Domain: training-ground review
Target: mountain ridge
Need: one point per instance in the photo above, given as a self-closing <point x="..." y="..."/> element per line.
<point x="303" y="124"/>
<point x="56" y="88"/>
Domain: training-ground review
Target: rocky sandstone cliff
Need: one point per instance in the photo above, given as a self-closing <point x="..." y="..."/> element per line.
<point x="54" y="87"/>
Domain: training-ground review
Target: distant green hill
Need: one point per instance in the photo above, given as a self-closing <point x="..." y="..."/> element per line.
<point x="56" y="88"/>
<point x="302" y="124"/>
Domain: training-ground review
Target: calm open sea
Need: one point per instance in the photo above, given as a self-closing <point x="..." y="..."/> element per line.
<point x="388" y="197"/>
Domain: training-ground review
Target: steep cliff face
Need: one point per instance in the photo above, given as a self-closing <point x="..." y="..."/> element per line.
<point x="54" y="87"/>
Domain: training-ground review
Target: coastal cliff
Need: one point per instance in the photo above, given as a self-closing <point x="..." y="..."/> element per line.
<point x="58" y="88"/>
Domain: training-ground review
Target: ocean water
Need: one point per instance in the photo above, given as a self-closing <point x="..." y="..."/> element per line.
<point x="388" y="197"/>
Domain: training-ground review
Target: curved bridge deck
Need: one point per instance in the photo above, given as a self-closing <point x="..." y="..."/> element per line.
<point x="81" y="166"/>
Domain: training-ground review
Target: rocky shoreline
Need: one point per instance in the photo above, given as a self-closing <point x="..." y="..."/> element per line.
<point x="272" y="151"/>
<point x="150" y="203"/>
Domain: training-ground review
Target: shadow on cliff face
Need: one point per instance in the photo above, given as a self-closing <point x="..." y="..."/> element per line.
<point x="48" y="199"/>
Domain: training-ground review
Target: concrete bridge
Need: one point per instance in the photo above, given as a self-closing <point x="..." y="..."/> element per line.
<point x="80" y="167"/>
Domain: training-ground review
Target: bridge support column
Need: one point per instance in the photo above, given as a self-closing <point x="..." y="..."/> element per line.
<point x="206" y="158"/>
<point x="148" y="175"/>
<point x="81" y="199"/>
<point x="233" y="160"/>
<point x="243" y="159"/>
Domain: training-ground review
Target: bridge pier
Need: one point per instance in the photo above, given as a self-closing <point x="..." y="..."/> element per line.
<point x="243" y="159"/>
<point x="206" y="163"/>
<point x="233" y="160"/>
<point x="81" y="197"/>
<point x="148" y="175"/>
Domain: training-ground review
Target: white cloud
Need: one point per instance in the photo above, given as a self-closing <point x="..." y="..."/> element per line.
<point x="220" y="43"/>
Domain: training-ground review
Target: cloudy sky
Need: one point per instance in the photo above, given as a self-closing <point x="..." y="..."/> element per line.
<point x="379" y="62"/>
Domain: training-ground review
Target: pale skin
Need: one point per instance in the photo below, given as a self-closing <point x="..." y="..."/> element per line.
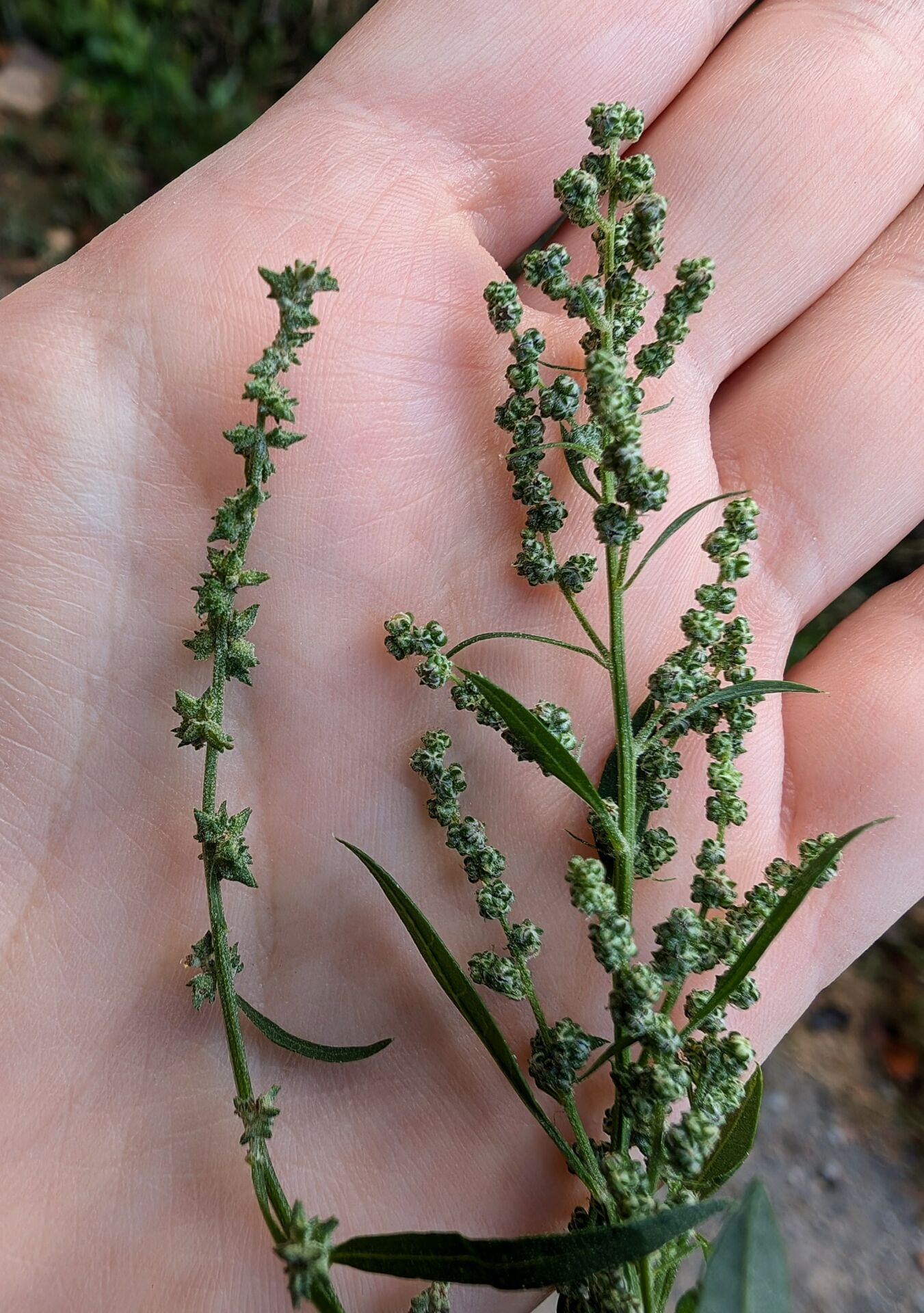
<point x="417" y="162"/>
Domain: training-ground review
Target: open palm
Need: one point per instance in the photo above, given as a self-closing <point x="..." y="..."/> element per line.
<point x="417" y="161"/>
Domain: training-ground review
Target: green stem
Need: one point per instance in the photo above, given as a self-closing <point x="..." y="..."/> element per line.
<point x="265" y="1182"/>
<point x="622" y="716"/>
<point x="648" y="1290"/>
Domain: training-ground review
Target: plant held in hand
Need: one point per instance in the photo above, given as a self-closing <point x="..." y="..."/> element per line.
<point x="684" y="1104"/>
<point x="685" y="1094"/>
<point x="302" y="1243"/>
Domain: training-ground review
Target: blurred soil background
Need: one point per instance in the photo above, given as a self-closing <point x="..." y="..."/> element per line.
<point x="104" y="101"/>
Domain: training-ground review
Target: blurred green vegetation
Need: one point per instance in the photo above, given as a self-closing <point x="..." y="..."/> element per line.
<point x="148" y="87"/>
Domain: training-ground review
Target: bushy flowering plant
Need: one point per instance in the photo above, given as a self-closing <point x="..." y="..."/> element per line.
<point x="685" y="1090"/>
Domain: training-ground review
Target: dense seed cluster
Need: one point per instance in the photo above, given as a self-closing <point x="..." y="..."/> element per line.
<point x="652" y="1154"/>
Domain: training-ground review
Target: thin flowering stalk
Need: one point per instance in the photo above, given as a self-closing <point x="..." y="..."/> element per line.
<point x="302" y="1243"/>
<point x="648" y="1156"/>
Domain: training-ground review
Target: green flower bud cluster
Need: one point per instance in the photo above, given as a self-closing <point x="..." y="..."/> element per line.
<point x="652" y="851"/>
<point x="558" y="1056"/>
<point x="434" y="1300"/>
<point x="258" y="1115"/>
<point x="687" y="297"/>
<point x="557" y="720"/>
<point x="591" y="892"/>
<point x="498" y="973"/>
<point x="405" y="639"/>
<point x="484" y="866"/>
<point x="465" y="836"/>
<point x="306" y="1254"/>
<point x="612" y="304"/>
<point x="224" y="847"/>
<point x="468" y="699"/>
<point x="202" y="956"/>
<point x="604" y="1292"/>
<point x="628" y="1183"/>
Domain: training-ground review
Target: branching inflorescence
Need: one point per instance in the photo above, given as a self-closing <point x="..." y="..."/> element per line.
<point x="648" y="1156"/>
<point x="685" y="1091"/>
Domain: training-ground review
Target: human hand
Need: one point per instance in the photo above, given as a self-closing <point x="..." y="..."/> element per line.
<point x="418" y="161"/>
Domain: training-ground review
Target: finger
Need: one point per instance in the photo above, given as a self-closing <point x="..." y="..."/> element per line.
<point x="795" y="145"/>
<point x="825" y="427"/>
<point x="854" y="756"/>
<point x="469" y="90"/>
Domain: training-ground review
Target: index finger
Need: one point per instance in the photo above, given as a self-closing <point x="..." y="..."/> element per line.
<point x="495" y="95"/>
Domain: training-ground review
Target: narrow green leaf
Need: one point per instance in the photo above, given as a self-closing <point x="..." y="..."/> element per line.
<point x="462" y="994"/>
<point x="321" y="1052"/>
<point x="674" y="525"/>
<point x="747" y="1269"/>
<point x="523" y="1264"/>
<point x="533" y="639"/>
<point x="761" y="939"/>
<point x="544" y="745"/>
<point x="731" y="691"/>
<point x="324" y="1297"/>
<point x="735" y="1140"/>
<point x="575" y="462"/>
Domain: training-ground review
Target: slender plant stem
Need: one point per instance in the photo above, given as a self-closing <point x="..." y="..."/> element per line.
<point x="535" y="639"/>
<point x="265" y="1182"/>
<point x="648" y="1290"/>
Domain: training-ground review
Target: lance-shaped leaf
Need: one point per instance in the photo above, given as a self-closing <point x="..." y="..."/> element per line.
<point x="672" y="528"/>
<point x="306" y="1048"/>
<point x="730" y="693"/>
<point x="521" y="1264"/>
<point x="545" y="747"/>
<point x="763" y="938"/>
<point x="735" y="1140"/>
<point x="747" y="1267"/>
<point x="224" y="842"/>
<point x="464" y="996"/>
<point x="575" y="462"/>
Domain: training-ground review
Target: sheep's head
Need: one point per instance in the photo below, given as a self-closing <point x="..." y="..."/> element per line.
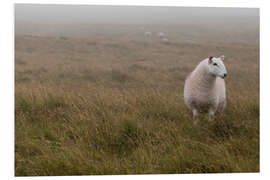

*Given instruction*
Select and copy every line in the listing above that contains the word "leaf", matching case exactly.

*Final result*
Target: narrow green leaf
Target: lance-shaped leaf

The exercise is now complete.